Material:

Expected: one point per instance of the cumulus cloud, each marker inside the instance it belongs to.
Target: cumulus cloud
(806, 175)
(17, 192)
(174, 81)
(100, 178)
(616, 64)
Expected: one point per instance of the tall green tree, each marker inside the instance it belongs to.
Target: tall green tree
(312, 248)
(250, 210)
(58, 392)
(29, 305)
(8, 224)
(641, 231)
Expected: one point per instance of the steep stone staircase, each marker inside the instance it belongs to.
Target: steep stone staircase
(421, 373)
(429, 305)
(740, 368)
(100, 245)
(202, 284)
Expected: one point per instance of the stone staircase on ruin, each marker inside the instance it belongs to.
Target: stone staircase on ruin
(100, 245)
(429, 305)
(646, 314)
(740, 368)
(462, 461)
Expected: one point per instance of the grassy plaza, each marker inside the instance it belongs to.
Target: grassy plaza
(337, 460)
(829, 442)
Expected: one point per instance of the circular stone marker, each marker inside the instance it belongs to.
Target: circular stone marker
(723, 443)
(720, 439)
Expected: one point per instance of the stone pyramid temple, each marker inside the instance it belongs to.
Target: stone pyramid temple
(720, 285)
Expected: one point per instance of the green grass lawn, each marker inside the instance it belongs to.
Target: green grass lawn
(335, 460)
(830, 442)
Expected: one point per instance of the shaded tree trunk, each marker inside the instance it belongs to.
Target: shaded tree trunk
* * *
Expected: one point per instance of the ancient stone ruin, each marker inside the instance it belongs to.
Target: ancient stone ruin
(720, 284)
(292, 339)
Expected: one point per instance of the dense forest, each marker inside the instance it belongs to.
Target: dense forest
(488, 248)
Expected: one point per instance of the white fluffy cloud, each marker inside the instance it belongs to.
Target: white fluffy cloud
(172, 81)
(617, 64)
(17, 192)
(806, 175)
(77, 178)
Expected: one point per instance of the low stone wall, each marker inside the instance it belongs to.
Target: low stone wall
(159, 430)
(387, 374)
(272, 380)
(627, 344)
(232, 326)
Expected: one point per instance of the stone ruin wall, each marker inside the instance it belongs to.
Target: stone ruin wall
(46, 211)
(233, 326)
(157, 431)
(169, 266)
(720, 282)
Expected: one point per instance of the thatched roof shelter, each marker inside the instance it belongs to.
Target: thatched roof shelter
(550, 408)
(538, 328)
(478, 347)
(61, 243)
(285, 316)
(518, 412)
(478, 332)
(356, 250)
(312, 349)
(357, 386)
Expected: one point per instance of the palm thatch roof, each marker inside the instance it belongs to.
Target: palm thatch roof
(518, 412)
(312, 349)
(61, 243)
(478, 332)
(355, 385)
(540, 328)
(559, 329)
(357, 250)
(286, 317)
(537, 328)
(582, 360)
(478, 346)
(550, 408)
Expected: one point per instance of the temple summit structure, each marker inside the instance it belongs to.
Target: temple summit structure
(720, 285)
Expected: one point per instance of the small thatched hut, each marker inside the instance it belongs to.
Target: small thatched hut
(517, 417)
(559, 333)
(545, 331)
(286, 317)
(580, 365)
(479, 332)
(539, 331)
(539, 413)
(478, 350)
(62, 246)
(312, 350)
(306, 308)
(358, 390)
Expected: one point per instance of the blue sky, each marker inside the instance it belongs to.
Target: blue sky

Problem requirements: Return, word for word, the lines of the listing between the line holding "Expected: one point per instance of the circular" and the line holding "Target: shaded tree trunk", inclusive.

Response:
Expected: one point per instance of the circular stone marker, each marker inside the instance it belongs to.
Target: circular stone marker
(723, 443)
(720, 439)
Expected: one point per instance of the stone pyramid temple, each marker inside the instance it belongs to.
Target: stone pyramid temple
(720, 285)
Expected: one point per instance of the green grass lawn, each marker inside the instance it belongs to.
Target: green grass lawn
(335, 460)
(830, 442)
Expected: one point per instance of the shaded tree trunk, each marker inside the instance it belongs to.
Target: shaded tree trunk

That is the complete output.